Aim 1 –
In the thread on running notebooks with papermill, list the three inputs that the proposed component would take.
Aim 2 –
Echo the passage of the papermill notebook thread that opens with the words "How should we" and closes with "in the documentation.".

Text extract –
What we ended up doing was using shorter notebooks deployed with Airflow kubernetesPodOperator & papermill. The work that he has started would be more practical.

Anyways, it seems like a good alternative option to the SDK

Ark-kun · 2019-09-24T01:16:55Z

@LeonardAukea I think it would be easy for me to introduce this feature.
I've already added support for Airflow operators (via create_component_from_airflow_op) and running notebooks is much easier.

However we first need to solve the following design problem:
How do you specify inputs and outputs of the notebook? Components correspond to functions or entrypoints, but notebook is a script - it does not have natural parameters or return values.

What would be the way to add specify inputs and outputs in the notebook?
How should we support running notebooks that were created before this feature?

otaviocv · 2019-12-06T11:36:32Z

@Ark-kun, I was thinking about this desing. The standard parameters for a papermill execution are the input and output notebooks and the parameters dictionary.

How reasonable is to expect a general output file? Such as a json or a yaml.

I think it is already expected that some other outputs, such as data and models, to be stored in an external persistence. Maybe the correct step is to make it explicit in the documentation.

In this case it will not be ideal but it could be used as a base component that can be detailed later by the user.

Also, I think that it would be nice to add a flag for the parameters cell, indicating to accept or not to execute a notebook without an explicit parameters cell.

Ark-kun · 2019-12-11T19:25:34Z

@otaviocv Can you write a small mockup? How does the notebook look and what arguments do you pass to the papermill component.

otaviocv · 2019-12-13T14:42:25Z

Yes, I can.

otaviocv · 2019-12-14T16:14:59Z

@Ark-kun, I have tried to develop a simple mockup but didn't time to check integrations with external file systems. My mockup is here.

Papermill has native io with external file systems, like AWS and GCS, for notebook read and write, even Http.

My idea is that the component would have three inputs:

input notebook
output notebook
parameters dictionary (a yaml file)

Entries shown –

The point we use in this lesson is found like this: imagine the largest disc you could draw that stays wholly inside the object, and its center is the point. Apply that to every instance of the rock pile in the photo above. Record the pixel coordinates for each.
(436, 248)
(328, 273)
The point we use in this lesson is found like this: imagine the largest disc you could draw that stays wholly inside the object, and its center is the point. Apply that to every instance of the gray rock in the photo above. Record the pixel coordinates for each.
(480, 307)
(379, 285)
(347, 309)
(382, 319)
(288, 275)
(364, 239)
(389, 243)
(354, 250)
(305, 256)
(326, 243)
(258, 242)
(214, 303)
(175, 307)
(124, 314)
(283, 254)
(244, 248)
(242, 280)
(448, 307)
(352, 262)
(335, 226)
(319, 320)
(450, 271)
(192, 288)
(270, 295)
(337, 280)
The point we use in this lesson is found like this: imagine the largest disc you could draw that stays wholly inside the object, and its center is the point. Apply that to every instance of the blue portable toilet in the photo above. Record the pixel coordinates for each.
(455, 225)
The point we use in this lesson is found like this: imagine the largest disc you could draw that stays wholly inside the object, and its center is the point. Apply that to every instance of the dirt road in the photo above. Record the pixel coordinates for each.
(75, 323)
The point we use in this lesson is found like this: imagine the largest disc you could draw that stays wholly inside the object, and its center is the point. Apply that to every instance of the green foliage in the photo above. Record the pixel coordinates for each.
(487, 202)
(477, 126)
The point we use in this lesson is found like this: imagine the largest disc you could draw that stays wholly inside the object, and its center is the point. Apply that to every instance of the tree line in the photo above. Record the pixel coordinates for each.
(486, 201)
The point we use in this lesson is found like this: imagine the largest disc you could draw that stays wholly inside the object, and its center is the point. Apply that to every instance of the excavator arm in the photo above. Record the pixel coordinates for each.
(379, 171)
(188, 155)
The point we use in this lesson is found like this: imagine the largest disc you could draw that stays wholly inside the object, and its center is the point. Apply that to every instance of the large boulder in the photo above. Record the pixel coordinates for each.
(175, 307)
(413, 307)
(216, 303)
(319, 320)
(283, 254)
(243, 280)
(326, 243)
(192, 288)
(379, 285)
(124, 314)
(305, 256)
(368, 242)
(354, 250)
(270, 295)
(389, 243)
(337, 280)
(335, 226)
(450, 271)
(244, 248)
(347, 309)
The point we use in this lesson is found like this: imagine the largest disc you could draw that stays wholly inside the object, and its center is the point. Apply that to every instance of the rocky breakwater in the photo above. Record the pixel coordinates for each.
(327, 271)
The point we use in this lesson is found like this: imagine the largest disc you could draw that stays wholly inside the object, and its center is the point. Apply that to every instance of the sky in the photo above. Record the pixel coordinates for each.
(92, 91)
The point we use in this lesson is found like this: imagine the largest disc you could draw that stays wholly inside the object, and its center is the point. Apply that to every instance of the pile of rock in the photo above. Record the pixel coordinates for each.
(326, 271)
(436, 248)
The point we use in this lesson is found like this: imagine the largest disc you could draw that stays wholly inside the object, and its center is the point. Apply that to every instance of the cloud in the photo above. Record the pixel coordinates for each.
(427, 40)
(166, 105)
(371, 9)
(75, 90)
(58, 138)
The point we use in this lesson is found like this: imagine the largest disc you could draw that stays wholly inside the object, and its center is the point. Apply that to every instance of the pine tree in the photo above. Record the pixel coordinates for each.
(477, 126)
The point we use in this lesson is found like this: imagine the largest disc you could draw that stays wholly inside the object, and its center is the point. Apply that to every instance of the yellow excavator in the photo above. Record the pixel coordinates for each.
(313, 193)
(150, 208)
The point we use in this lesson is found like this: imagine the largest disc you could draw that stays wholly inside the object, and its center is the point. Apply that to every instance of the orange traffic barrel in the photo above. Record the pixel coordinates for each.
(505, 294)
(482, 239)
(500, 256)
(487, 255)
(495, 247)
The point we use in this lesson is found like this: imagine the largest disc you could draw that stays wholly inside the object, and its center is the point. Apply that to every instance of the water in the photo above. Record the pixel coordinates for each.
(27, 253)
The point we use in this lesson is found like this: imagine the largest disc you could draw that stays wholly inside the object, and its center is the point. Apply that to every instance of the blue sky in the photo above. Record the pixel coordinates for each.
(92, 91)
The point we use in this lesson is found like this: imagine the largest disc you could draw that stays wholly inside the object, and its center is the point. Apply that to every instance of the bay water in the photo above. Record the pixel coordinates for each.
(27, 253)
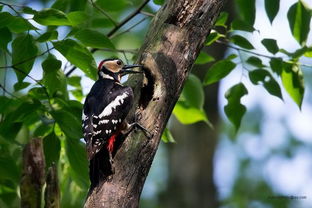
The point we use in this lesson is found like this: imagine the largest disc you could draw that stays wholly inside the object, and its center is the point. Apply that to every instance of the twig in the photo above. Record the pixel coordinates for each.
(103, 12)
(147, 14)
(115, 29)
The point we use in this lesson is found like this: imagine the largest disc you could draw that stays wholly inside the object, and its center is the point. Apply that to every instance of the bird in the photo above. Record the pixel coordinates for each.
(104, 116)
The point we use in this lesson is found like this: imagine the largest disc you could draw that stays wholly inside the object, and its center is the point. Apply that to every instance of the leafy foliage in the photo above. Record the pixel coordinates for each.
(44, 99)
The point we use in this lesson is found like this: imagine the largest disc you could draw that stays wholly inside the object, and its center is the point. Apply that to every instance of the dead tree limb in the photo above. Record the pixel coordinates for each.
(33, 174)
(175, 37)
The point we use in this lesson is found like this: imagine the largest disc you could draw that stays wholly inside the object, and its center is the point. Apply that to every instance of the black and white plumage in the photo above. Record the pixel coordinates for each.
(106, 107)
(103, 117)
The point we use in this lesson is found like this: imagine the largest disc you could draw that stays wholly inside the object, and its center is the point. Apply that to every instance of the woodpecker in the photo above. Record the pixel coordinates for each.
(104, 112)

Answer 1 –
- input notebook
- output notebook
- parameters dictionary (a yaml file)

Answer 2 –
How should we support running notebooks that were created before this feature?

otaviocv · 2019-12-06T11:36:32Z

@Ark-kun, I was thinking about this desing. The standard parameters for a papermill execution are the input and output notebooks and the parameters dictionary.

How reasonable is to expect a general output file? Such as a json or a yaml.

I think it is already expected that some other outputs, such as data and models, to be stored in an external persistence. Maybe the correct step is to make it explicit in the documentation.